---- PAGE EXCERPT

Keeping in mind that documents produced by a transcriptionist will have appropriate formatting and punctuation where server-based speech recognition transcripts will not, productivity gains should be measured against these standards. Any productivity increases will be directly proportionate to factors that include quality of physician input, SRT processor recognition of input, and software application used. Essentially, use of the technology holds no guarantee that cost savings will automatically be recognized.

It is difficult to measure with any accuracy the savings to the physician for dictator-based (front-end) use, as the entire process of dictation, review, and approval of a traditionally transcribed document does not take place all in a single time block, as it does with SRT. While a physician may perceive that the process takes longer, consideration needs to be given for the fact that when the dictator finishes dictating and reviews the document, it can then be signed and distributed—time currently spent after the transcription is done. Dictating—whether in the traditional way or to SRT—is not only less time-consuming than handwriting, but typewritten records are legible and usually more detailed and complete. SRT has the capability of enhancing physician productivity, leaving more time for direct patient care.

Error Reduction

Editing text, whether done by physician or MT editor, reduces content errors in patient reports, provided it is done meticulously prior to signing. In current transcription practices, many transcribed reports are not reviewed closely before a signature is applied by the physician. Standards for ensuring accuracy with all documents produced using speech recognition call for third-party editing.7

Improved, Timely Medical Decision Making

The medical decision-making process is optimized by information. The use of speech recognition can reduce the amount of time it takes for information to be made available to other healthcare providers. What may have taken hours in a traditional dictation setting can be accomplished in minutes (user-based SRT) or in a shorter amount of time (server-based SRT). For example, a single-step process such as a radiology or an emergency department8 illustrates the time savings. In serious trauma cases and critical care cases, prompt and accurate medical treatment determinations can not only save lives, they may substantially improve patient outcomes and reduce patient care days as well.

MT Transition to Editing

Initially MTs may naturally be apprehensive about the use of SRT. They may even be resentful or hostile. Transcriptionists are poised to grow into evolving clinical data specialists, data quality managers, and decision support specialists, as envisioned by AHIMA's Vision 2006 initiative.9 Moving to clinical data editors (or whatever future title may emerge) is a process that recognizes and values MTs for their expertise and skill to interpret the subtleties of language. It will be crucial to bring about an understanding that the benefit for both MTs and the healthcare facility is to enable them to keep pace with increased documentation requirements.

The Risks

While SRT sounds like the panacea to all medical transcription backlog woes, including rising costs and the reported shortage of qualified MTs, there are some technology shortcomings and risks to consider when making the decision to use speech recognition.

--------
---- RECORDS

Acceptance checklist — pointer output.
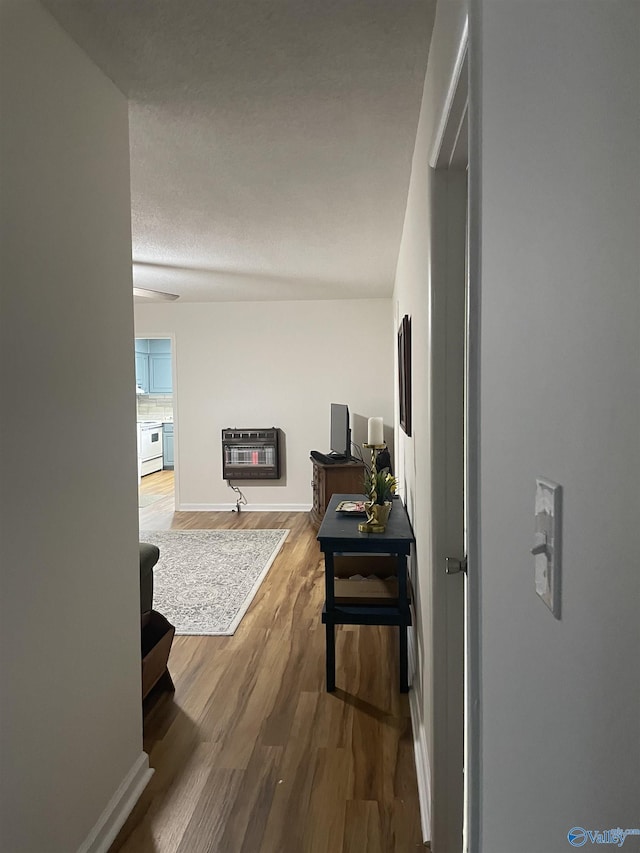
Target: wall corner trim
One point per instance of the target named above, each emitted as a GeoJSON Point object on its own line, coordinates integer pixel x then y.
{"type": "Point", "coordinates": [421, 753]}
{"type": "Point", "coordinates": [119, 807]}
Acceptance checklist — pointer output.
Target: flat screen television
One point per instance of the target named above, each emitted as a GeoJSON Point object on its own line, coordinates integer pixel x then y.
{"type": "Point", "coordinates": [340, 432]}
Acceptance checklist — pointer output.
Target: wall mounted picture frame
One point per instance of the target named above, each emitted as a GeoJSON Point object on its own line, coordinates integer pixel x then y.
{"type": "Point", "coordinates": [404, 373]}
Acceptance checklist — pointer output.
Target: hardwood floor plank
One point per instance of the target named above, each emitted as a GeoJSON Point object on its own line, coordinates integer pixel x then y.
{"type": "Point", "coordinates": [251, 754]}
{"type": "Point", "coordinates": [362, 827]}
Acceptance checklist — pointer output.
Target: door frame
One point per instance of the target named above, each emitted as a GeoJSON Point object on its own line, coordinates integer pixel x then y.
{"type": "Point", "coordinates": [455, 148]}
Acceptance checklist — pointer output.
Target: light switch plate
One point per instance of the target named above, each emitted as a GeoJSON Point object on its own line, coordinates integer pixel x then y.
{"type": "Point", "coordinates": [547, 542]}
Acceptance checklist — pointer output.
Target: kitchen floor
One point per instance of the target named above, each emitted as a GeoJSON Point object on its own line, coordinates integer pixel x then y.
{"type": "Point", "coordinates": [156, 500]}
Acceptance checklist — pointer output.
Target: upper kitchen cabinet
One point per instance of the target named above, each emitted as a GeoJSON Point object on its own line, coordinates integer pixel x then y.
{"type": "Point", "coordinates": [160, 373]}
{"type": "Point", "coordinates": [153, 365]}
{"type": "Point", "coordinates": [142, 372]}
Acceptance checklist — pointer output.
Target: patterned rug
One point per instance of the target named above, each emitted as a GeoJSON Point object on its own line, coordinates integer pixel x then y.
{"type": "Point", "coordinates": [147, 500]}
{"type": "Point", "coordinates": [205, 580]}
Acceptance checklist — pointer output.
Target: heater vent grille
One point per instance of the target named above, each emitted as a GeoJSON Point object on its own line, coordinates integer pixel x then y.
{"type": "Point", "coordinates": [251, 454]}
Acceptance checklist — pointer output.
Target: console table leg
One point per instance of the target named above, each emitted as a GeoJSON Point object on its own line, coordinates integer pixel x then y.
{"type": "Point", "coordinates": [331, 657]}
{"type": "Point", "coordinates": [404, 663]}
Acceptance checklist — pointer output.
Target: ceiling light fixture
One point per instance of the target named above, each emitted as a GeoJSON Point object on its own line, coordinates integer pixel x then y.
{"type": "Point", "coordinates": [155, 294]}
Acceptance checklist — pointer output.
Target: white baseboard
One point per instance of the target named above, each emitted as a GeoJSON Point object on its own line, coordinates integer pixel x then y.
{"type": "Point", "coordinates": [420, 749]}
{"type": "Point", "coordinates": [251, 507]}
{"type": "Point", "coordinates": [119, 808]}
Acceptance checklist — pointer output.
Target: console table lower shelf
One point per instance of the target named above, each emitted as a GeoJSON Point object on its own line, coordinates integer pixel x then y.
{"type": "Point", "coordinates": [382, 601]}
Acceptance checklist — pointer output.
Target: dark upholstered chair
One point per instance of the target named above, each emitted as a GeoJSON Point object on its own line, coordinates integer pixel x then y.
{"type": "Point", "coordinates": [157, 633]}
{"type": "Point", "coordinates": [149, 556]}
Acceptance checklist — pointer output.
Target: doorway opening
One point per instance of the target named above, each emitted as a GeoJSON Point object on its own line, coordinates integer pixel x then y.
{"type": "Point", "coordinates": [155, 416]}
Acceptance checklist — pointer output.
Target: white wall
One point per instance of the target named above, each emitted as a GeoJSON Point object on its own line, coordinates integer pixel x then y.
{"type": "Point", "coordinates": [71, 715]}
{"type": "Point", "coordinates": [271, 364]}
{"type": "Point", "coordinates": [420, 457]}
{"type": "Point", "coordinates": [560, 397]}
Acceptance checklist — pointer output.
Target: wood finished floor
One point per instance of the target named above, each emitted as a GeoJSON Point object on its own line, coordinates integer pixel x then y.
{"type": "Point", "coordinates": [251, 755]}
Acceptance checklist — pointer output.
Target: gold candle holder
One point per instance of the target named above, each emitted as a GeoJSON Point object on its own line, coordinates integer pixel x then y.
{"type": "Point", "coordinates": [372, 524]}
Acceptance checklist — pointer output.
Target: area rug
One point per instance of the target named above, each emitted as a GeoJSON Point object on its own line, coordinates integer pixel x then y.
{"type": "Point", "coordinates": [147, 500]}
{"type": "Point", "coordinates": [205, 580]}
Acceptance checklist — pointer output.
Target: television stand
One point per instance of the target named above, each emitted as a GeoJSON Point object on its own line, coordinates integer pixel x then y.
{"type": "Point", "coordinates": [333, 478]}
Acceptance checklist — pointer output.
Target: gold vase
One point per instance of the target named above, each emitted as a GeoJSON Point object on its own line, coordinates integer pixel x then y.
{"type": "Point", "coordinates": [377, 517]}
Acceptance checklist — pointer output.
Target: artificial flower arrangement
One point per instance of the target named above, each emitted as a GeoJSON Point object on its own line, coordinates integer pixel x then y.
{"type": "Point", "coordinates": [380, 486]}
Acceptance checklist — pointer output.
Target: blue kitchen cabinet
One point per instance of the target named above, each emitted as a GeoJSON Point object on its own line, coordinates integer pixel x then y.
{"type": "Point", "coordinates": [153, 365]}
{"type": "Point", "coordinates": [160, 381]}
{"type": "Point", "coordinates": [142, 371]}
{"type": "Point", "coordinates": [167, 447]}
{"type": "Point", "coordinates": [159, 345]}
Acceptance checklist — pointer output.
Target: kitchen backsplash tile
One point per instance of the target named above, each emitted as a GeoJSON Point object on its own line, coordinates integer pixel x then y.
{"type": "Point", "coordinates": [155, 406]}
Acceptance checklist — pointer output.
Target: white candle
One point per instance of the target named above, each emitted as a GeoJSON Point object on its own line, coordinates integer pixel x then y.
{"type": "Point", "coordinates": [375, 431]}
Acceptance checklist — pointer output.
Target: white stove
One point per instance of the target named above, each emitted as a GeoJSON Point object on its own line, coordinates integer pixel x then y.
{"type": "Point", "coordinates": [149, 447]}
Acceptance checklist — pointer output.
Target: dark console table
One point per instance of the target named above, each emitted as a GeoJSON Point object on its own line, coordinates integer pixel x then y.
{"type": "Point", "coordinates": [386, 603]}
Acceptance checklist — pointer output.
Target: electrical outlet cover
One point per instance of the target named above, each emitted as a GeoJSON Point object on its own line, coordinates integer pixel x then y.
{"type": "Point", "coordinates": [546, 548]}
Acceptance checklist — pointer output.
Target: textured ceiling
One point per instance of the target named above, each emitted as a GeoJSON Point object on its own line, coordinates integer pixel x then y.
{"type": "Point", "coordinates": [271, 140]}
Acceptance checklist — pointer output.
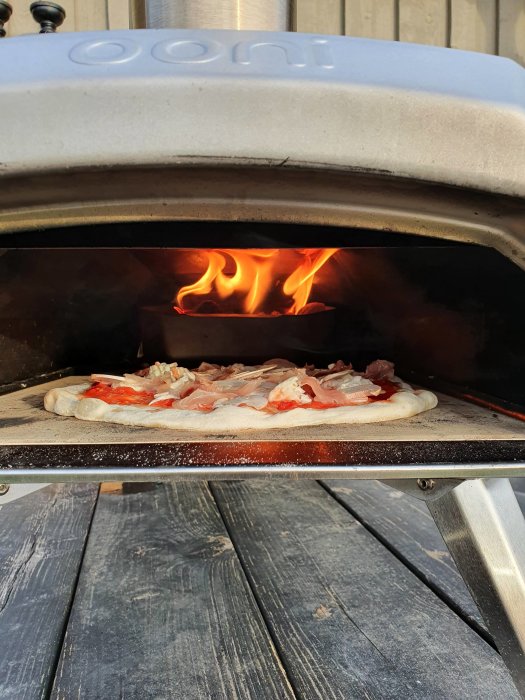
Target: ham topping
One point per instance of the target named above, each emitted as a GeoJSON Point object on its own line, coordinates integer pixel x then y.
{"type": "Point", "coordinates": [276, 385]}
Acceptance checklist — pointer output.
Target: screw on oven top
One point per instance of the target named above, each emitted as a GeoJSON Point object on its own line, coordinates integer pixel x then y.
{"type": "Point", "coordinates": [5, 13]}
{"type": "Point", "coordinates": [426, 484]}
{"type": "Point", "coordinates": [49, 15]}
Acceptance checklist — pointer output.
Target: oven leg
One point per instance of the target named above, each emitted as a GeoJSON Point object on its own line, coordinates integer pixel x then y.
{"type": "Point", "coordinates": [484, 529]}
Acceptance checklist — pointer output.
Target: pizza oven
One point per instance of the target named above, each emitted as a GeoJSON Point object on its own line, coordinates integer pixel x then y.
{"type": "Point", "coordinates": [224, 195]}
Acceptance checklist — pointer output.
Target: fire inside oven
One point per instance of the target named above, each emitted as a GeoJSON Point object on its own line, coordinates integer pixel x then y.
{"type": "Point", "coordinates": [124, 297]}
{"type": "Point", "coordinates": [116, 298]}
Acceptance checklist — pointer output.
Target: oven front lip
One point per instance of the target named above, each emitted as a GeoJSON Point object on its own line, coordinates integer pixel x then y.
{"type": "Point", "coordinates": [217, 460]}
{"type": "Point", "coordinates": [309, 195]}
{"type": "Point", "coordinates": [218, 473]}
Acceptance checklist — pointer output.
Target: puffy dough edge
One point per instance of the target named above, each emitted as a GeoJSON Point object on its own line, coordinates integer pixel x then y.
{"type": "Point", "coordinates": [66, 401]}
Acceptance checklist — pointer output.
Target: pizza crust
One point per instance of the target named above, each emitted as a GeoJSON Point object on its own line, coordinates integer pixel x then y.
{"type": "Point", "coordinates": [68, 401]}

--------

Write the next part of the passage on speech recognition in medical transcription, picking up after its last sentence. Nothing in the data matters here.

The speech application market originally targeted client-side dictation; however, this market has been slow to get off the ground because usability issues prevented the technology from offering improved productivity. In a study of participants who were native English speakers with good typing skills, the fastest users spoke an average of 107 uncorrected words per minute, which resulted in approximately 25 corrected words per minute. The “keyboard-mouse” group completed almost three times more words per minute than did the “voice-only” group. Participants observed that they were usually aware when a typing error occurred, but were much less confident about being aware when a speech recognition error occurred.

The study concluded that users must either constantly glance at the display for errors or rely heavily on proofreading after the speaking has ended.10 (Note: Many of these studies were authored in the period from 1999 to 2001; more current studies could not be located, but the technology has advanced and will continue to advance, so studies become quickly outdated. This particular study, however, was also cited in a 2002 study.)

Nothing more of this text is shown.